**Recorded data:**

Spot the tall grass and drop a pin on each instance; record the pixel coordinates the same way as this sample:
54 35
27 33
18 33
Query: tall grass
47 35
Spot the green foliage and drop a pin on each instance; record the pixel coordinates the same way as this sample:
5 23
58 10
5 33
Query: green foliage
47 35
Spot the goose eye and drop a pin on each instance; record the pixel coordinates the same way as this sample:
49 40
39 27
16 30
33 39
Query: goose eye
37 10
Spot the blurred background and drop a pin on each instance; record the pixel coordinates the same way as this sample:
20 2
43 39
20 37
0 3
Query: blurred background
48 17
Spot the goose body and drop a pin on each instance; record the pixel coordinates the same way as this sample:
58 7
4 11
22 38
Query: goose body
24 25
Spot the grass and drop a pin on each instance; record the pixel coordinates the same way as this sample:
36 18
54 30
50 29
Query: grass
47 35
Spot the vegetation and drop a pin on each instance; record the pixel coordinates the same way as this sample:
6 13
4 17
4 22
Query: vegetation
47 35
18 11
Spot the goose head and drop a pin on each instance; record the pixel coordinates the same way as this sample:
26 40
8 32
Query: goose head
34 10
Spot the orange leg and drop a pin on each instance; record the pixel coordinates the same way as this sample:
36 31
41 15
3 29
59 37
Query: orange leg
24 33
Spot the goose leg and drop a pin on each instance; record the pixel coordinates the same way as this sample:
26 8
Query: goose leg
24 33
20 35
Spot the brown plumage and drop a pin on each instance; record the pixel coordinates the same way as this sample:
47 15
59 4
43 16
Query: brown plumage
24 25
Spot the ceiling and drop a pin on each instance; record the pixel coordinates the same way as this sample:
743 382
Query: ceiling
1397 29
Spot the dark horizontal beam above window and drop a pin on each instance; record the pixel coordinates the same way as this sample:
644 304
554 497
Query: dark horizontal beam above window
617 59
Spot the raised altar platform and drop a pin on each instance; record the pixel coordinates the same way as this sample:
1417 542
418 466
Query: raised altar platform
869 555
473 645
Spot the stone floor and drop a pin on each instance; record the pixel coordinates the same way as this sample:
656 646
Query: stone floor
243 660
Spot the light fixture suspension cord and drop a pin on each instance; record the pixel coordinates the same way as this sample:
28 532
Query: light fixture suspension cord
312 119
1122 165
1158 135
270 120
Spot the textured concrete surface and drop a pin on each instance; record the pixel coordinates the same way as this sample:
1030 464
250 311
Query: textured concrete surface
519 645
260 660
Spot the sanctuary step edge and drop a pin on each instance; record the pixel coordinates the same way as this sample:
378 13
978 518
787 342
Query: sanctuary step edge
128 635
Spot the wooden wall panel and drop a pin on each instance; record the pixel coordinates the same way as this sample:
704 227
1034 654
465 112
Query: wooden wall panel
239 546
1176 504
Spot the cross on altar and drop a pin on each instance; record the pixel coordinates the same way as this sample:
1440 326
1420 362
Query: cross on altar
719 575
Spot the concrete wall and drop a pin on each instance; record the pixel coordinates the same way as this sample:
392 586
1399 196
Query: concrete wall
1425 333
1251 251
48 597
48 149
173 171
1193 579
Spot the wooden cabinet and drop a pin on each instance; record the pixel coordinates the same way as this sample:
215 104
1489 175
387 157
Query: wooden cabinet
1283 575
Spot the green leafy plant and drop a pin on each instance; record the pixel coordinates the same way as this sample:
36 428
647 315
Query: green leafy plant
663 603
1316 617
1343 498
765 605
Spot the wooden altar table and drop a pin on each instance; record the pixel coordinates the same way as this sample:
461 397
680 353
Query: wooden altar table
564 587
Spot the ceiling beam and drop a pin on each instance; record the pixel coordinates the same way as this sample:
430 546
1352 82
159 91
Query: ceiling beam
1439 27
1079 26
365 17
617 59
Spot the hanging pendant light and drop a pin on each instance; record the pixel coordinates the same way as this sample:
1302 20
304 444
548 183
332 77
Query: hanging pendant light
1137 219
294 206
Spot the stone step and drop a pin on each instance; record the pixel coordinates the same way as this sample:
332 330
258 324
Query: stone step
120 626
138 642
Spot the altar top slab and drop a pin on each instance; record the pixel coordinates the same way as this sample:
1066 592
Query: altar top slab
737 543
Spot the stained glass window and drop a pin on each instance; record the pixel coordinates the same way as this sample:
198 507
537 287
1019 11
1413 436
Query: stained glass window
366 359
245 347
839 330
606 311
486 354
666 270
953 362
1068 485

**EXERCISE DETAILS:** Nothing may be omitted. Restate all of the entries exactly.

**RESULT OF THIS EXERCISE:**
Spot the tall grass and drop a pin on each instance; record the pixel coordinates the same way as this sample:
54 35
27 33
18 33
Query: tall grass
47 35
Spot the green foliage and drop a pin on each instance; record the pixel coordinates the same way as this sample:
5 23
58 10
5 33
Query: green foliage
47 35
Spot the goose eye and drop a pin on each instance; record the pixel coordinates the same way as this sample:
49 40
39 27
16 30
33 39
Query: goose eye
37 10
Spot the blurred background and drop a pin on each instance; record the pixel coordinates the same way as this sample:
20 2
43 39
20 37
0 3
Query: blurred background
48 17
Spot the goose body and drop a pin on each instance; record the pixel coordinates the same way as this sample:
58 7
4 11
22 38
Query: goose body
24 25
Spot the grass and drop a pin on each instance; record the pixel coordinates the same way as this sample:
36 18
54 30
50 29
Query: grass
47 35
Spot the vegetation and drop a pin on each instance; record the pixel coordinates the same way as this sample:
6 13
4 17
4 22
Query: vegetation
47 35
18 11
Spot the goose head and drop a pin on each instance; record the pixel coordinates the same way as this sample:
26 40
8 32
Query: goose head
34 10
Spot the orange leg and drop a pin on each instance; record the pixel coordinates the same way as this sample:
36 31
41 15
3 29
59 37
Query: orange leg
24 33
Spot the goose leg and drop a pin on each instance; record the pixel coordinates the same way as this sample:
26 8
Query: goose leg
24 33
20 35
Spot the brown plumage and drop a pin on each instance; record the pixel coordinates the same way as this sample:
47 15
59 4
43 16
Query: brown plumage
24 25
Spot the ceiling and drop a pin on each instance; record the pixel coordinates the same way as this sample:
743 382
Query: ceiling
1397 29
Spot the dark horizontal beam above window and drop a pin on each instance; record the pixel coordinates the same way as this sample:
644 304
554 497
Query: dark horizontal beam above window
617 59
Spot the raised altar platform and drop a pin on each instance; record the pixel coordinates the same way as this sample:
1417 542
418 466
Query: raised altar platform
869 555
473 645
Spot the stone floor and drop a pin on each instance; record the pixel coordinates the same way as this sample:
656 646
Query: stone floor
243 660
Spot the light fixture suspension cord and drop a pin on each instance; record the pixel coordinates the same way as this sample:
28 532
Query: light fixture suspension cord
312 119
1122 165
1158 135
270 120
Spot the textured concrete surface and drop a pin on each instance; record the pixel coordinates the same way as this sample:
1030 464
250 311
Query: textured concrete surface
519 645
260 660
Spot the sanctuary step edge and drop a pin on each instance; record the pixel coordinates the same way as this sample:
378 13
978 518
787 342
Query: sanctuary step edge
128 635
Spot the wooden wall panel and drop a pin on each instance; record the pixel coordinates the same way as this sample:
704 227
1034 654
465 112
Query: wooden wall panel
239 546
1176 504
Spot the cross on altar and drop a pin on each instance; record the pixel coordinates the same way as this sample:
1440 326
1420 362
Query: cross on altar
719 575
Spot the concrete wall and drop a pin on each instance; record the pixel coordinates the same way as this sample:
392 586
1399 196
Query: concrete wall
1425 333
1251 251
48 597
48 149
173 171
1193 579
Spot the wooden cabinet and drop a pin on each instance; record the pixel coordinates the same way as this sample:
215 104
1489 175
387 157
Query: wooden cabinet
1283 575
Spot the green leafy plant and drop a pin on each instance; record the pixel coordinates the same way as this sample:
36 428
647 315
Query: green leafy plant
663 603
1316 617
1343 498
765 605
Spot the wooden altar table and drop a pin on each instance; record the pixel coordinates the same way as this sample:
461 397
680 353
Query: wooden altar table
564 587
Spot the ceiling beam and drop a pin on each instance; record the pixel coordinates the same way as this sample:
430 546
1352 82
159 91
Query: ceiling beam
1439 27
1079 26
365 17
617 59
Spot the hanging pendant light and drop a pin on each instance; record the pixel coordinates the same way as this sample:
1302 20
304 444
548 183
332 77
Query: hanging pendant light
1137 219
294 206
Spot the stone step and drop a pin on each instance; record the pixel coordinates the same way as this sample:
332 330
258 324
Query: stone step
120 626
138 642
Spot the altar top slab and drop a pin on each instance; record the pixel coordinates the same way as this sample:
1066 592
Query: altar top slab
737 543
Spot the stained glass window and drop a pin on each instance; record the pixel coordinates the same way as this sample:
198 507
537 287
1019 11
1413 436
Query: stained glass window
366 359
245 347
839 330
606 311
486 354
666 270
953 362
1068 485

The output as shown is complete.